═════ Supplied records ═════

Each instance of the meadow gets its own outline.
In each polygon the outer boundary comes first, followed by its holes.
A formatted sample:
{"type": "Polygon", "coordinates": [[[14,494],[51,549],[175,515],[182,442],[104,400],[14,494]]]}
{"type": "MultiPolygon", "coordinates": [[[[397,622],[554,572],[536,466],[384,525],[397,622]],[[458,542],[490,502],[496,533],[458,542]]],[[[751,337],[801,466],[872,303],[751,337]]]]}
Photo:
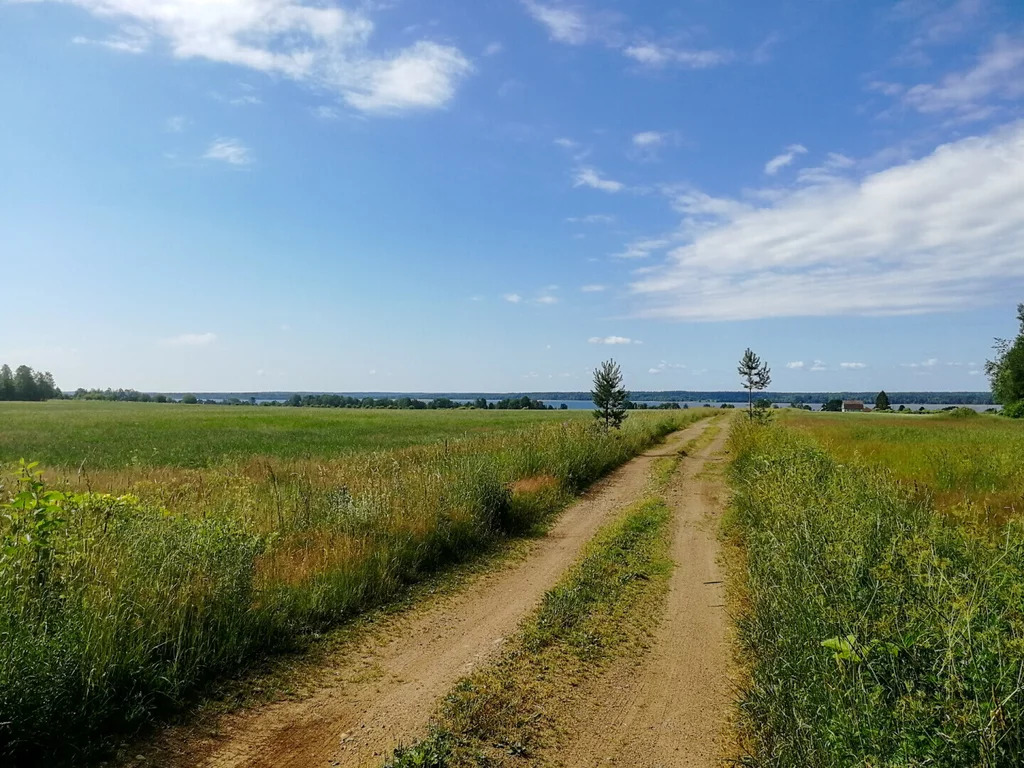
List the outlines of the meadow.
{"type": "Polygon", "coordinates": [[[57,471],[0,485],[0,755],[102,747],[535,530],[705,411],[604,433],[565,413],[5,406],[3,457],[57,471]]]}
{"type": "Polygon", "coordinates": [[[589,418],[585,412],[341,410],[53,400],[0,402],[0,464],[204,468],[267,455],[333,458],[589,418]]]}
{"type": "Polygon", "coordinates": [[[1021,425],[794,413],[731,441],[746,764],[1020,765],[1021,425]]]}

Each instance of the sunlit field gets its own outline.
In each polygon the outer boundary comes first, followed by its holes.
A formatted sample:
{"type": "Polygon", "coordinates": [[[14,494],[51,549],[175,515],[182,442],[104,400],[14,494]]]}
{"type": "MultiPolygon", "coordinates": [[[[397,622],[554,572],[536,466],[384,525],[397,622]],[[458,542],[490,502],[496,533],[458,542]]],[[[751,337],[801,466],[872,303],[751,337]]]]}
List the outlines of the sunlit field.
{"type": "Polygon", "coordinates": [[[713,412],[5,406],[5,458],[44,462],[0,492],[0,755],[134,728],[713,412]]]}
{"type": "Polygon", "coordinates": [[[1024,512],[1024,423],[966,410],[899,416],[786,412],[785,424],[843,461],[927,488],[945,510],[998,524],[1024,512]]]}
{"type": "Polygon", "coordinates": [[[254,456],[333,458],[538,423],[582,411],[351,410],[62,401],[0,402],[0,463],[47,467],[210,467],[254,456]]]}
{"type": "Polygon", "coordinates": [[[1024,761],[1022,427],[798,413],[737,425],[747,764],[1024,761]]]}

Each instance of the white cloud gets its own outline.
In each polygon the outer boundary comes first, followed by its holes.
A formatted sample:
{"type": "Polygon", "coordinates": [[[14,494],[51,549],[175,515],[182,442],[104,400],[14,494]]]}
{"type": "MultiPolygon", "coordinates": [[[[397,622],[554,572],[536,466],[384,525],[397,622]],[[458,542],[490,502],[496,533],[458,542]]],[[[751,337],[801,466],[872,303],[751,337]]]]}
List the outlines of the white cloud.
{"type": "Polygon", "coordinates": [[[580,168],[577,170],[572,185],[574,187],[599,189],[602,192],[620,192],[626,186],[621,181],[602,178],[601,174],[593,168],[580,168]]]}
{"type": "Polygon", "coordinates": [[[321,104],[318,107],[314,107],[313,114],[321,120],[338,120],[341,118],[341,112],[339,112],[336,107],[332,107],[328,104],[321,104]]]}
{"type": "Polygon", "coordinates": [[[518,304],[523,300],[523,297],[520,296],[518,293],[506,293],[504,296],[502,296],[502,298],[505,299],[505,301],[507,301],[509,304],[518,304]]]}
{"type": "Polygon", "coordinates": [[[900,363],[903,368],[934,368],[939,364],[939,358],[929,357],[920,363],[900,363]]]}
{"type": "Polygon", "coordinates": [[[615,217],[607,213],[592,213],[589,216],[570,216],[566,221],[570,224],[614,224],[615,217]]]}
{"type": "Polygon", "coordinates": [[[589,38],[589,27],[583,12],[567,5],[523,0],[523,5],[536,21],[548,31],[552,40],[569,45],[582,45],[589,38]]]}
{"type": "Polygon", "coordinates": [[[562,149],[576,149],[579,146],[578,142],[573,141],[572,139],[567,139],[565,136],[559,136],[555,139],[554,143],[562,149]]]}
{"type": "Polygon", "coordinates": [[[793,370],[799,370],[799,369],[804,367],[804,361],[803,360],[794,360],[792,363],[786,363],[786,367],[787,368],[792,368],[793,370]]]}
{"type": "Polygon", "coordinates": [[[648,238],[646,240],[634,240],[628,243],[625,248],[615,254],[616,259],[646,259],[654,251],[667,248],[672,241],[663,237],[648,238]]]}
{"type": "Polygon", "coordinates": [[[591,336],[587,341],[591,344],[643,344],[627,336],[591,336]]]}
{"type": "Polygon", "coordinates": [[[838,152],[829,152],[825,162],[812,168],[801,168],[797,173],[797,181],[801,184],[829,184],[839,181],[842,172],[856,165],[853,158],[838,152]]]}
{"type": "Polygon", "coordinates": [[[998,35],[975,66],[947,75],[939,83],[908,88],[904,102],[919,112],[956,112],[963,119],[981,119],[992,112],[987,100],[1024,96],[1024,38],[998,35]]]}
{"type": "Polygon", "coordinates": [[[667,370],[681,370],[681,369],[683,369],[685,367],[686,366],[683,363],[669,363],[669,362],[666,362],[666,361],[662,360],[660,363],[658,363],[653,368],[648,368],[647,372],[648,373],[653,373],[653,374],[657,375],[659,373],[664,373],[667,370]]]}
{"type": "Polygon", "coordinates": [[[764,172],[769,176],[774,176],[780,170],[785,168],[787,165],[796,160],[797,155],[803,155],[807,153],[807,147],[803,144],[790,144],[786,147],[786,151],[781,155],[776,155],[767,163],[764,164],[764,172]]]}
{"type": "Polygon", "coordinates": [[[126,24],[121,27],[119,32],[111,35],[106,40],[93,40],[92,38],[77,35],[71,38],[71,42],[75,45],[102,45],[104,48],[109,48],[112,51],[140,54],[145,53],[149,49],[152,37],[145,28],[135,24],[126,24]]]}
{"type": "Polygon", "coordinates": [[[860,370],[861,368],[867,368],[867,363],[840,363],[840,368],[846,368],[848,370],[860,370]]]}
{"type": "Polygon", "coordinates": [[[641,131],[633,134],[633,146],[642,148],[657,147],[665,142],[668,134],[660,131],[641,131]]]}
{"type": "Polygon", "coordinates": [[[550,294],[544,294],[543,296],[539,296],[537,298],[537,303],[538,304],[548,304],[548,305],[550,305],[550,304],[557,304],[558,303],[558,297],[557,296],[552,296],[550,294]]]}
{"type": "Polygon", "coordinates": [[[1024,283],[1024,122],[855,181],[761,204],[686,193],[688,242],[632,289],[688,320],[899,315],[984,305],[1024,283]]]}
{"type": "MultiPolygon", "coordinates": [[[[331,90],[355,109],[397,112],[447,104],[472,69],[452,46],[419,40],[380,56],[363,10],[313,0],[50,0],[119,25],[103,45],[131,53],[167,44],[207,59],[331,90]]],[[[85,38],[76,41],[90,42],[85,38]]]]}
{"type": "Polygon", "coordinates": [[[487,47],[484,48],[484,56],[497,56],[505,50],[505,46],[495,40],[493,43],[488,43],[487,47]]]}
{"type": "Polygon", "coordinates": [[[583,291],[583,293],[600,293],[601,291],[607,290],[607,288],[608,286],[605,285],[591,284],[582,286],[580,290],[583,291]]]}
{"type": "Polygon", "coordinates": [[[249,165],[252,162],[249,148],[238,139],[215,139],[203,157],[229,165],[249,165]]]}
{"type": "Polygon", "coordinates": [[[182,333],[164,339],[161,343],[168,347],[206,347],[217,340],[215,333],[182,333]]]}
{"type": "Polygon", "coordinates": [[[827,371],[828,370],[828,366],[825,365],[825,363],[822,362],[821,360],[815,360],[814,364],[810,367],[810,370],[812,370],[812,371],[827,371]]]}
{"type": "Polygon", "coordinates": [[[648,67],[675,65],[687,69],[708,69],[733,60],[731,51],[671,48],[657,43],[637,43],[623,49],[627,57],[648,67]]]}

═════
═════ Supplied records ═════

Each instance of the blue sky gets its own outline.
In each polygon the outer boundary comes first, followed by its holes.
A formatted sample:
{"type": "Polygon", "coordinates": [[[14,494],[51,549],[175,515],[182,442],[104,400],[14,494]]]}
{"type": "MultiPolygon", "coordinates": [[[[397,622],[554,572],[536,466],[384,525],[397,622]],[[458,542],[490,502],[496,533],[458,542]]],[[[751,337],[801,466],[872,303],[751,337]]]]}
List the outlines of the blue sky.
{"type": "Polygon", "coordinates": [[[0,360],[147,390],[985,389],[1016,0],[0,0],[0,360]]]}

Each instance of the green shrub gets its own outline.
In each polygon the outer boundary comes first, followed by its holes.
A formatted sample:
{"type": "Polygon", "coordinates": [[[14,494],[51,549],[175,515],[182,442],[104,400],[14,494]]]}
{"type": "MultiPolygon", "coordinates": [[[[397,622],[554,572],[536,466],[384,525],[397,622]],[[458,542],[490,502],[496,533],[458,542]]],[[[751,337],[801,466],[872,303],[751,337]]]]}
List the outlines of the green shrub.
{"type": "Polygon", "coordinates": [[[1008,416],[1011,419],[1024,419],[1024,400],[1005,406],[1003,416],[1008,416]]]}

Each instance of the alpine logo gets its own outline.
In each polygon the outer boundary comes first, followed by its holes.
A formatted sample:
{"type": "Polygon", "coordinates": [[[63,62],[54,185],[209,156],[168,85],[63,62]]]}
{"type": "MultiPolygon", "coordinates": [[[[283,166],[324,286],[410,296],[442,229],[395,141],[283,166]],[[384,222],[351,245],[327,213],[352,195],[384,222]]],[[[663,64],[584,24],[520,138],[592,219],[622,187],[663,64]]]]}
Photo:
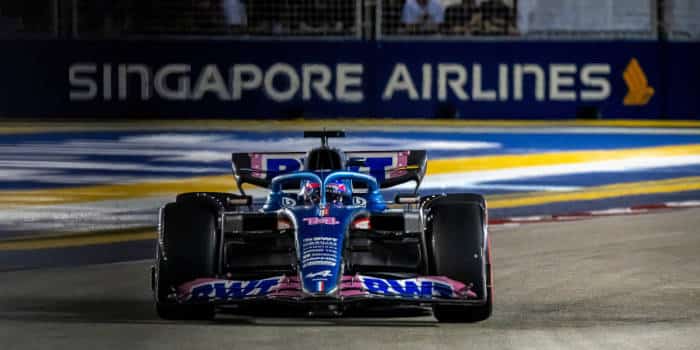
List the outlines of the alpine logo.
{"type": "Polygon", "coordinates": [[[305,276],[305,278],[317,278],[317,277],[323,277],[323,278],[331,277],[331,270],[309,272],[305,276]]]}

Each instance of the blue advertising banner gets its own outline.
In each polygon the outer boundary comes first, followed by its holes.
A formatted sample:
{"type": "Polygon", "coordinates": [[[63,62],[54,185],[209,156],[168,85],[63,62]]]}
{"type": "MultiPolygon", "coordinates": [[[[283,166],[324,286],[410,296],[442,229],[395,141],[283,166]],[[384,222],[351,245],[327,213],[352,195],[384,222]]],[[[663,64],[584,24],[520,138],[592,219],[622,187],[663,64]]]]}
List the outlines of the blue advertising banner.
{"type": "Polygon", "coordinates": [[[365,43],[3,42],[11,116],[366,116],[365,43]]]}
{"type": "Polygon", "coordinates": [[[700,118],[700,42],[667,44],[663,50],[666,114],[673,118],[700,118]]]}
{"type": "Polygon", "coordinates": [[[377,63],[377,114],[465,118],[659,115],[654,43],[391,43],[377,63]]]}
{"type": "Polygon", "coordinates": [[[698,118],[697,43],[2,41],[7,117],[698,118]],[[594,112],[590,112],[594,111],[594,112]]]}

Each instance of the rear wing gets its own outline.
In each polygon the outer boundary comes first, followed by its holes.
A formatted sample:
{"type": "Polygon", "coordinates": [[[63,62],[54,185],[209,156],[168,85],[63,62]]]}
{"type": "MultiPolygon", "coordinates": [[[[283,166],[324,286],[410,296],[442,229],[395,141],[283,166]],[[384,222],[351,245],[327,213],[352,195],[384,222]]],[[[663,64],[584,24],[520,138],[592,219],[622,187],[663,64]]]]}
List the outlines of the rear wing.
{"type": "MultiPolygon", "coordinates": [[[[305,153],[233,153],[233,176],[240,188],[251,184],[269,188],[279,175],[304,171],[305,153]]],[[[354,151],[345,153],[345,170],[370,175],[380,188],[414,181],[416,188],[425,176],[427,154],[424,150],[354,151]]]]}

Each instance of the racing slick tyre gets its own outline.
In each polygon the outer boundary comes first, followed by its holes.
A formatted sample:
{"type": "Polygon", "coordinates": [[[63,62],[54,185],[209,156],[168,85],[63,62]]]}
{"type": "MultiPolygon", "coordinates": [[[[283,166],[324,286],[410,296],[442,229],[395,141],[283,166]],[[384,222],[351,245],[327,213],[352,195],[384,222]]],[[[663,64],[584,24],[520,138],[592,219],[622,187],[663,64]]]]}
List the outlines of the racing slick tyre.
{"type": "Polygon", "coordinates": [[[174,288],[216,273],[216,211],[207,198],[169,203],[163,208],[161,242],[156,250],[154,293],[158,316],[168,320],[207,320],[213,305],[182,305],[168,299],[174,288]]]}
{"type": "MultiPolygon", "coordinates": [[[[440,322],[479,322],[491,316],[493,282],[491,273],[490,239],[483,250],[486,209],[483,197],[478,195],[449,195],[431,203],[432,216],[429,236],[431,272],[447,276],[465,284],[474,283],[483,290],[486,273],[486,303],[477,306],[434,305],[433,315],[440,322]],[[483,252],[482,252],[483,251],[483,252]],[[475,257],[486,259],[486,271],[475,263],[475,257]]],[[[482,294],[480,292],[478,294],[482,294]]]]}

═════

Filter the lines above, keeping each one that contains the string "instance".

Each instance of the meadow gets its own outline.
Each instance of the sunlit field gets its own outline.
Each instance of the white cloud gets its own outline.
Each instance of the blue sky gets its own outline.
Each instance of the green shrub gets its own outline.
Each instance of the alpine logo gets its own outline.
Each instance of the blue advertising banner gets its own outline.
Each instance of the rear wing gets its own outline.
Each instance of the racing slick tyre gets its own outline.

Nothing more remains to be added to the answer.